Reproduce the records below exactly as given.

--- BEGIN INPUT MATERIAL ---

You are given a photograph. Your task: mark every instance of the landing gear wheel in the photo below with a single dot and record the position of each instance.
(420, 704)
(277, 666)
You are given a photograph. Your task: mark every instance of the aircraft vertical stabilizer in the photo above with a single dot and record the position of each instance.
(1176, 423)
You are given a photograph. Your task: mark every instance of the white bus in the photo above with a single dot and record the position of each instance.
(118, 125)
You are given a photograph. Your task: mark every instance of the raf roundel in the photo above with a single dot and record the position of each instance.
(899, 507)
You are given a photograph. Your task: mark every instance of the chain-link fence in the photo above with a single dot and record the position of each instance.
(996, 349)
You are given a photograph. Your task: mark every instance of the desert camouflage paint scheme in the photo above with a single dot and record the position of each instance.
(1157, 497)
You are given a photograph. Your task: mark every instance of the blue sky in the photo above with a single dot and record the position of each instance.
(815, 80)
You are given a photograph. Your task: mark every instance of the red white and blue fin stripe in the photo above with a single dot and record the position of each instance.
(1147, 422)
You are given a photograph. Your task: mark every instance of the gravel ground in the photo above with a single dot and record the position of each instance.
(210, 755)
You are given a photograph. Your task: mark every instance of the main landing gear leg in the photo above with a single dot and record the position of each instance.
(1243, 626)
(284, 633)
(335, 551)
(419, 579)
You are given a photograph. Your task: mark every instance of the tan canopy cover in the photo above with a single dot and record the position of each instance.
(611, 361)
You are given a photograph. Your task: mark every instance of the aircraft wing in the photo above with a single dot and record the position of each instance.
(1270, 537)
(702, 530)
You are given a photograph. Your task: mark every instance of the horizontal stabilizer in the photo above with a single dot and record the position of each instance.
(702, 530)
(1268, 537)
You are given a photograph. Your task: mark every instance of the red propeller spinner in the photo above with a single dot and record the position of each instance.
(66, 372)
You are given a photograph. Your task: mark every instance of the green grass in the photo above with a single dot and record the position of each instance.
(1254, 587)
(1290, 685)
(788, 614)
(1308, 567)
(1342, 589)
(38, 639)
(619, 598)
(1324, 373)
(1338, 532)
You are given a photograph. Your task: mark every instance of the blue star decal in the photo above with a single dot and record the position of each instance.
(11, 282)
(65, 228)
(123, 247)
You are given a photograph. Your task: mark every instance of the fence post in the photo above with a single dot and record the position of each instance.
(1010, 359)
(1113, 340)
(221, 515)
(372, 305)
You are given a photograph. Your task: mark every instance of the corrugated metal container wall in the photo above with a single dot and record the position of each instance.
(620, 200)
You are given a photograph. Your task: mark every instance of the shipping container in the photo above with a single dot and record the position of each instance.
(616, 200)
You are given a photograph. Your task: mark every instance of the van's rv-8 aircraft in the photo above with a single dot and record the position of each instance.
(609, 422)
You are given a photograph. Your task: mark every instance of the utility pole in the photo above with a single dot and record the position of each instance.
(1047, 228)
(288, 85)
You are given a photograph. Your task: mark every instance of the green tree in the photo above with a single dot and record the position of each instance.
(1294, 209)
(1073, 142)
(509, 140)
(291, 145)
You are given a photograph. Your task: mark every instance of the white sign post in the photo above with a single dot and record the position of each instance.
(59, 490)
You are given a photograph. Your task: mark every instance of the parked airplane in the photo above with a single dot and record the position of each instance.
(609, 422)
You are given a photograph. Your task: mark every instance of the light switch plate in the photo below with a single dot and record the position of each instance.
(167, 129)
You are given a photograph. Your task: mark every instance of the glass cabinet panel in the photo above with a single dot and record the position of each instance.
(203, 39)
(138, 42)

--- END INPUT MATERIAL ---

* [RESPONSE TO THIS EXERCISE]
You are given a photograph. Your task: mark every instance of the landing gear wheel in the photo below with a single dot and record the position of each instance.
(420, 704)
(277, 666)
You are given a photograph. Your task: mark every instance of the aircraft vertical stabilizer in the photo above with a single dot and record the position of each instance.
(1176, 423)
You are given a photograph. Your task: mark every instance of the white bus in the photo above with a single dot and record the position of each instance.
(118, 125)
You are given a photograph. Your task: mark every instance of the raf roundel in the photo above with a single dot and record the position of each instance.
(899, 507)
You are given a photograph. Your task: mark every instance of the chain-link fence in the photo above with a single dot and record the position of each instance.
(996, 349)
You are given a photograph. Your task: mark every instance of the desert camouflage paint scheme in the photo above with a single dot and record the position of each instance.
(1157, 497)
You are given a photograph. Your task: mark every instance of the blue sky in the photo above with a single dot and record the position of each instance.
(815, 80)
You are given a photograph. Your task: mark every instance of the red white and blue fin stripe in the photo above with a single dot and record the position of each instance.
(1147, 422)
You are given a photograph. Your task: mark every instance of the gravel ground in the photo above with a single dot and record the position of each instance.
(210, 755)
You are given a photograph. Your task: mark every instance of the main landing gear leg in the photo above with a single dot and record the position of each instance.
(1243, 626)
(284, 633)
(335, 551)
(419, 579)
You are given a photograph. Your task: mark every instance of the tan canopy cover in the photo above with a single dot and record the position of each instance.
(611, 361)
You are given a photograph. Your task: mark every instance of the aircraft wing in the photo above with a single dot and record the position of each instance.
(1270, 537)
(702, 530)
You are given a photograph. Your task: mark every instance of the horizontal stabilizer in the photo above with a single dot and record the position of each instance.
(702, 530)
(1268, 537)
You are given a photograph. Your task: mark every instance of the red propeller spinner in the photo above with a single dot and record the position of each instance.
(66, 372)
You are given a photograph. Your task: mark every instance of the green grass in the photo above with a single dot and record the position of each instance.
(1254, 587)
(1290, 685)
(788, 614)
(1308, 567)
(1342, 589)
(38, 639)
(619, 598)
(1324, 373)
(1338, 532)
You are given a photograph. Your task: mark every instance of the blue star decal in the photo above with a single dot and record the position of each instance.
(11, 282)
(65, 228)
(123, 247)
You are given a photograph. Your task: mark every instance of the fence post in the photo above with a single dot and record the position of each instance.
(1010, 359)
(1113, 340)
(221, 515)
(372, 305)
You are given a photograph. Your task: mark every instance of the corrugated metal container wall in the photo above with a single dot and record the position of each instance.
(620, 200)
You are given a photograph. Your task: mark every instance of the shipping container in the photo above with a single dot and record the position of each instance.
(616, 200)
You are given a photograph. Your task: mark every instance of the van's rv-8 aircraft in the photo above with a single dot and record the position of each instance.
(609, 422)
You are given a photograph. Your task: mark every instance of the utility pole in the photo above with a single dot and record the position of each instance.
(1047, 228)
(288, 85)
You are given a photograph. Your task: mark every instance of the green tree in the photo above with a single dot and record the position of each instance.
(1294, 209)
(1073, 142)
(509, 140)
(291, 145)
You are given a photograph. Your task: mark every instance of the white sign post in the photo above with a single dot and record the position of each instance.
(59, 490)
You are given a photograph. Your task: mark every instance of the parked airplane in the photo above with a single dot and record the position of each instance.
(609, 422)
You are given a photograph. Your task: mark every instance of the light switch plate in the photo below with a single dot and record the position of each instance.
(167, 129)
You are given a photograph. Your task: mark every instance of the glass cabinet panel in the photo above with a single dot and record the position of each instance.
(203, 39)
(138, 42)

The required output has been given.